## TEXTAUSZUG:
──────────────────────────────

Taner Yüksel vom Sozialdienst muslimischer Frauen gab einen Einblick in die Väterarbeit eines muslimischen Frauenverbands. Er stellte ein Projekt vor, in dem gemeinsam mit Töchtern und Vätern gearbeitet wird. Deutlich machte er, dass es für eine migrationssensible Arbeit mit Vätern und Männern noch viele Kompetenzen und Ressourcen in der Mehrheitsgesellschaft braucht. Neben interkultureller Kompetenz seien beim Thema Vielfalt vor allem aber Sprachkompetenz und passgenaue Ansprachekonzepte ganz zentral.
 

Jahresempfang »Mehr Fortschritt wagen! Gleichstellungsorientierte Männerpolitik der Ampelkoalition«

Beim Jahresempfang standen Perspektiven einer gleichstellungsorientierten Männerpolitik in der aktuellen Legislatur im Fokus. Thomas Altgeld, Vorsitzender des Bundesforum Männer, eröffnete den Abend mit einer Standortbestimmung zum Selbstverständnis des Bundesforum Männer und einem Überblick zu verschiedenen gleichstellungspolitisch relevanten Vorhaben der Bundesregierung. In ihrem anschließenden Grußwort ging die neue Leiterin der Abteilung Gleichstellung im BMFSFJ, Frau Dr. Petra Follmar-Otto, näher auf einzelne Punkte aus dem Koalitionsvertrag ein.

──────────────────────────────

## AUFGABENSTELLUNG:
Schreibe den Text über den Jahresempfang zur gleichstellungsorientierten Männerpolitik im Anschluss an seinen letzten Satz weiter.

## DATENAUSZUG:
──────────────────────────────

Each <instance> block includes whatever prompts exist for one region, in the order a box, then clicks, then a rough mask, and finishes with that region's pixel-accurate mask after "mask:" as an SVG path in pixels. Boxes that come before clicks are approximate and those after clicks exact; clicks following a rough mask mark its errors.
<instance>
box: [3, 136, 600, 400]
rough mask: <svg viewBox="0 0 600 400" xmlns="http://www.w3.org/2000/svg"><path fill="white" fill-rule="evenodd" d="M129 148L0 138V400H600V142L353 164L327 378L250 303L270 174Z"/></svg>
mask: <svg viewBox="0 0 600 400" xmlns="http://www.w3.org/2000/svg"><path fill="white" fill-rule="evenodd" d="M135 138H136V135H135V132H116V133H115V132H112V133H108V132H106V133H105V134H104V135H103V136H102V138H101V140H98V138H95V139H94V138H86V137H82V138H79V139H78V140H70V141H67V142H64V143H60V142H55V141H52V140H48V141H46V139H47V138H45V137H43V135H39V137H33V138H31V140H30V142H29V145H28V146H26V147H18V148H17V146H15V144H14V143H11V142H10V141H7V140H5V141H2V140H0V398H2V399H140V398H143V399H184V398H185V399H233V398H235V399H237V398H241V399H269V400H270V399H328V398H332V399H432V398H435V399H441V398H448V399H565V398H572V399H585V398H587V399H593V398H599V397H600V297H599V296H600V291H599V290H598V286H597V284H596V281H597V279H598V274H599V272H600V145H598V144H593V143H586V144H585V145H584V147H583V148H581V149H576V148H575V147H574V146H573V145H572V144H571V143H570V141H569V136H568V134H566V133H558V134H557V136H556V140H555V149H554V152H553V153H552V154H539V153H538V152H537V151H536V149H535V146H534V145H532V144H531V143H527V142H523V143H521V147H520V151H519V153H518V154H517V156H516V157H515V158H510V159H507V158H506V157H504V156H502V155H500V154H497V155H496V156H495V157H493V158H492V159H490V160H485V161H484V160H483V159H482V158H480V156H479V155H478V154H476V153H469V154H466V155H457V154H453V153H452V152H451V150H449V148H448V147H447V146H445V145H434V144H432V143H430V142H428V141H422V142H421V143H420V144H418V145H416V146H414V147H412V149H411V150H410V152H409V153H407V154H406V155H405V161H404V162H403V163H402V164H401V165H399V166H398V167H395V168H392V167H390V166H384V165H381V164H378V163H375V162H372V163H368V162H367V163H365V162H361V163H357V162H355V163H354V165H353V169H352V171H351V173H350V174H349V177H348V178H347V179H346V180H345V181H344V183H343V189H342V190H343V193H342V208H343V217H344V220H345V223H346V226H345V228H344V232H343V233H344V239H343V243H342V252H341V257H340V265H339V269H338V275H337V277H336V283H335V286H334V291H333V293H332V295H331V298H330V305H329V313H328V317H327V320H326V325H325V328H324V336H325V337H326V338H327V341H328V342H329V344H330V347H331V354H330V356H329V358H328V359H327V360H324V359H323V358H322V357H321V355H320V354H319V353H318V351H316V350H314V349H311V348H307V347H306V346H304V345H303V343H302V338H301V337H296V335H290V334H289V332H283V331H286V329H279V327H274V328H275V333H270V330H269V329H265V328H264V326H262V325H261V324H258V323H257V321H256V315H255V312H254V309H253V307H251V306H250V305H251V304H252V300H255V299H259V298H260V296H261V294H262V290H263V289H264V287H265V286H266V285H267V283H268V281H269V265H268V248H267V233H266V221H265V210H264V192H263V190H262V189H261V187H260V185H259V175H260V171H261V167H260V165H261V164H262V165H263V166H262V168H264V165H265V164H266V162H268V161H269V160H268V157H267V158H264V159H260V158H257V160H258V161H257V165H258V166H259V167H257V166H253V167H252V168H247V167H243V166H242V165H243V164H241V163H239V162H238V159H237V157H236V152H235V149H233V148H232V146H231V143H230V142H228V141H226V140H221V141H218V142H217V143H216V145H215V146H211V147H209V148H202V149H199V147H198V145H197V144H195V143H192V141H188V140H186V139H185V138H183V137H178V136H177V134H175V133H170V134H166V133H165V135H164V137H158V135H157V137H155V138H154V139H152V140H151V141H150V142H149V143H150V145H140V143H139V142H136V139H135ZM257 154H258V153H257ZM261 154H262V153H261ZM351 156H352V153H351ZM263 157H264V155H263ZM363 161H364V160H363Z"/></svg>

──────────────────────────────

## ANTWORTFELD:
Thomas Altgeld machte in seiner Einführung  deutlich, dass eine umfassende Gleichstellungspolitik Männer als Akteure und als Adressaten von Gleichstellungspolitik in den Blick nehmen muss: 1) als Unterstützer der Anliegen von Frauen, 2) hinsichtlich ihrer eigenen spezifischen Belange und Bedarfe und 3) als Teil einer gemeinsamen Bewegung für mehr Geschlechtergerechtigkeit. Diese Perspektive wird  er auch in den Stiftungsbeirat der Bundesstiftung Gleichstellung einbringen, in den er für das Bundesforum Männer berufen  wurde.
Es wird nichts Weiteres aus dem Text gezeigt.